**Task to carry out**: Each entry needs to be repeated exactly, with nothing added or removed.

Stored items from a collection
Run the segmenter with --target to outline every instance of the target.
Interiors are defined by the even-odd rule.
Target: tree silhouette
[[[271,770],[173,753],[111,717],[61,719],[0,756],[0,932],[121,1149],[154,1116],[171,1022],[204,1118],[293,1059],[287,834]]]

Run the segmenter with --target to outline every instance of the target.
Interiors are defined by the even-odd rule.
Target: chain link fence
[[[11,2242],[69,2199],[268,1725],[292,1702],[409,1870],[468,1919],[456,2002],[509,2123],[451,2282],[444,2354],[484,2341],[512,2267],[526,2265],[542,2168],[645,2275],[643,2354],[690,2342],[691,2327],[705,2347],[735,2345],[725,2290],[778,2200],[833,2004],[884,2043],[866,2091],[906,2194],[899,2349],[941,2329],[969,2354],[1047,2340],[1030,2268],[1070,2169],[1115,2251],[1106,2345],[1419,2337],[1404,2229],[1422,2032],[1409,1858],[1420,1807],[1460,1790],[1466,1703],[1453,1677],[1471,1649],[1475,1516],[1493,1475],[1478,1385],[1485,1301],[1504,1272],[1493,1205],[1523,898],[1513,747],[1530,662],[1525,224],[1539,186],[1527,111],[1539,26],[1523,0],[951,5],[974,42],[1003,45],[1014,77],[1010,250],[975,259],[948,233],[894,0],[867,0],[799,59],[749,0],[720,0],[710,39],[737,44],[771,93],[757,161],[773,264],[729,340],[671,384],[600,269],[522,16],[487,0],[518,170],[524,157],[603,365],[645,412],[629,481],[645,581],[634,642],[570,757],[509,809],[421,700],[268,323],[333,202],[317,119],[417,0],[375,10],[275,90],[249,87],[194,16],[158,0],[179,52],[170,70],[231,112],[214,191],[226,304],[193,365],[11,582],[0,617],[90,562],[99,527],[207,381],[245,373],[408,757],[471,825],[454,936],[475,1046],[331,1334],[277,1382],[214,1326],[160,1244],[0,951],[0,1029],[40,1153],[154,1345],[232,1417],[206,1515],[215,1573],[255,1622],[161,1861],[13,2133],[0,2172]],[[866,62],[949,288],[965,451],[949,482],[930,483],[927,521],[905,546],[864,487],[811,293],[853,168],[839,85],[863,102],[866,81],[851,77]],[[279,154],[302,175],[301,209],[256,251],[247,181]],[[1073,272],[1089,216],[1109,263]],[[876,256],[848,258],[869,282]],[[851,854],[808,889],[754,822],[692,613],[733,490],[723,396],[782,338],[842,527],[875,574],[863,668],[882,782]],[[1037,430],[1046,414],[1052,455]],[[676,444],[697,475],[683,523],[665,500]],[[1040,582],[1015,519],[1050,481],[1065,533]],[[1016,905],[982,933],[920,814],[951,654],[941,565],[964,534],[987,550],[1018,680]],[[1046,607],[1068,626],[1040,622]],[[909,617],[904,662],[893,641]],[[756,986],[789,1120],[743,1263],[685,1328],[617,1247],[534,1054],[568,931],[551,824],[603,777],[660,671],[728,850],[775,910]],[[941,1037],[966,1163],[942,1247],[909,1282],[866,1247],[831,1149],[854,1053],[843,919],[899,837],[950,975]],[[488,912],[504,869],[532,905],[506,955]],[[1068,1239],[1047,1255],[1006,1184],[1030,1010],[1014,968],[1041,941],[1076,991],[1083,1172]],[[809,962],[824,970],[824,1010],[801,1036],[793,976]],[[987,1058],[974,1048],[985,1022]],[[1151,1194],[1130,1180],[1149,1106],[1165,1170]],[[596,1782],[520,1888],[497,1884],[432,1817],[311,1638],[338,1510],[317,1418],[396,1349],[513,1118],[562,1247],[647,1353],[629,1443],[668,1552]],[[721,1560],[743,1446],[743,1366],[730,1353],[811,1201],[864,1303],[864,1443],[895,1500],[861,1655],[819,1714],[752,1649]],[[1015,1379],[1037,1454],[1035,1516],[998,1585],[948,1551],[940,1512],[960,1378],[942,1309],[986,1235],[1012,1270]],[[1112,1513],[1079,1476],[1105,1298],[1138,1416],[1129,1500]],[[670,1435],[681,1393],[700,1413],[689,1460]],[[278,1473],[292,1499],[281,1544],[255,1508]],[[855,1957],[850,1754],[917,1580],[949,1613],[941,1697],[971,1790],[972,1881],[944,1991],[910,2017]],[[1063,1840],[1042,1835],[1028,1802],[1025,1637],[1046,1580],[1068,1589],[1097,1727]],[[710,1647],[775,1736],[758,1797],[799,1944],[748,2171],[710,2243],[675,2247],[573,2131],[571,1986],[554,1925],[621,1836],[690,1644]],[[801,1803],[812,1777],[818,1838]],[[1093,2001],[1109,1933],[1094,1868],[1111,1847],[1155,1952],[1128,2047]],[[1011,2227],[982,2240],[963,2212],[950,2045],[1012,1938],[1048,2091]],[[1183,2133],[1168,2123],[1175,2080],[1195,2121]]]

**Exercise output**:
Run the segmenter with --target to outline every instance of the target.
Interiors are defined by the even-odd rule.
Target: tree silhouette
[[[271,770],[173,753],[111,717],[61,719],[0,756],[0,932],[121,1149],[154,1116],[171,1022],[204,1118],[293,1059],[287,834]]]

Run the segmenter with --target to outline every instance of the target.
Interiors are defined by the even-odd rule.
Target: chain link fence
[[[11,2242],[69,2199],[268,1725],[292,1702],[409,1870],[468,1919],[456,2002],[509,2123],[451,2282],[444,2354],[484,2341],[512,2267],[526,2265],[542,2168],[645,2275],[643,2354],[690,2342],[691,2327],[705,2347],[735,2345],[725,2290],[778,2200],[833,2004],[884,2043],[866,2091],[906,2194],[899,2349],[941,2329],[969,2354],[1047,2340],[1030,2268],[1070,2169],[1115,2251],[1106,2345],[1419,2337],[1404,2229],[1422,2032],[1409,1858],[1420,1807],[1460,1790],[1466,1703],[1453,1677],[1471,1649],[1475,1516],[1493,1475],[1478,1385],[1485,1301],[1504,1272],[1493,1205],[1523,898],[1513,747],[1530,662],[1525,224],[1539,186],[1527,111],[1539,26],[1523,0],[951,5],[974,42],[1003,45],[1014,77],[1010,250],[975,259],[948,233],[894,0],[867,0],[799,59],[749,0],[720,0],[710,39],[737,44],[771,93],[757,161],[773,264],[729,340],[671,384],[600,269],[522,16],[487,0],[518,170],[524,157],[603,365],[645,412],[629,481],[645,581],[634,642],[570,757],[509,809],[421,700],[268,323],[333,202],[317,119],[417,0],[375,10],[275,90],[249,87],[194,16],[158,0],[179,52],[170,70],[231,112],[214,191],[226,304],[193,365],[11,582],[0,617],[90,562],[99,527],[207,381],[245,373],[408,757],[471,825],[454,936],[475,1046],[331,1334],[277,1382],[214,1326],[160,1244],[0,951],[0,1029],[40,1153],[154,1345],[232,1417],[206,1515],[215,1573],[255,1622],[161,1861],[13,2133],[0,2172]],[[866,62],[949,288],[965,451],[949,482],[930,483],[927,521],[905,546],[864,487],[811,293],[853,168],[839,85],[863,102],[866,81],[851,77]],[[279,154],[302,175],[301,209],[256,251],[247,181]],[[1073,272],[1089,216],[1109,263]],[[876,256],[848,258],[869,282]],[[851,854],[808,889],[754,822],[692,613],[733,490],[723,396],[782,338],[842,527],[875,574],[863,668],[882,782]],[[1037,430],[1046,414],[1052,455]],[[676,444],[697,475],[683,523],[665,500]],[[1040,582],[1015,519],[1050,481],[1065,533]],[[1016,905],[982,933],[920,814],[951,654],[941,565],[964,534],[987,550],[1018,680]],[[1046,607],[1068,626],[1040,622]],[[909,617],[904,662],[893,641]],[[756,986],[789,1120],[743,1263],[685,1328],[617,1247],[534,1054],[568,931],[551,824],[603,777],[660,671],[728,850],[775,910]],[[941,1037],[966,1163],[942,1247],[909,1282],[866,1247],[831,1149],[854,1053],[843,919],[899,837],[950,975]],[[488,912],[504,869],[532,905],[506,955]],[[1068,1239],[1047,1255],[1006,1184],[1030,1010],[1014,968],[1041,941],[1076,991],[1083,1172]],[[809,962],[824,970],[824,1010],[801,1036],[793,976]],[[987,1058],[974,1048],[985,1022]],[[1151,1194],[1130,1180],[1149,1106],[1165,1170]],[[596,1782],[520,1888],[497,1884],[432,1817],[311,1638],[338,1510],[317,1418],[396,1349],[513,1118],[562,1247],[647,1353],[629,1443],[668,1552]],[[721,1560],[743,1446],[743,1366],[730,1353],[811,1201],[864,1303],[864,1443],[895,1500],[861,1655],[819,1714],[752,1649]],[[1015,1379],[1037,1454],[1035,1516],[998,1585],[948,1551],[940,1512],[960,1378],[942,1309],[986,1235],[1012,1270]],[[1112,1513],[1079,1476],[1105,1298],[1138,1416],[1129,1500]],[[670,1435],[681,1393],[700,1413],[689,1460]],[[278,1473],[292,1499],[281,1544],[255,1508]],[[855,1957],[850,1754],[917,1580],[949,1613],[941,1697],[971,1790],[972,1881],[944,1991],[910,2017]],[[1063,1840],[1042,1835],[1028,1802],[1025,1637],[1046,1580],[1068,1589],[1097,1727]],[[710,1647],[775,1736],[758,1797],[799,1944],[748,2171],[710,2243],[675,2247],[573,2131],[571,1986],[554,1925],[621,1836],[690,1644]],[[801,1803],[812,1777],[818,1838]],[[1093,2001],[1109,1933],[1094,1868],[1111,1847],[1155,1952],[1128,2047]],[[1011,2227],[982,2240],[963,2212],[950,2045],[1012,1938],[1048,2091]],[[1183,2133],[1168,2123],[1175,2080],[1195,2121]]]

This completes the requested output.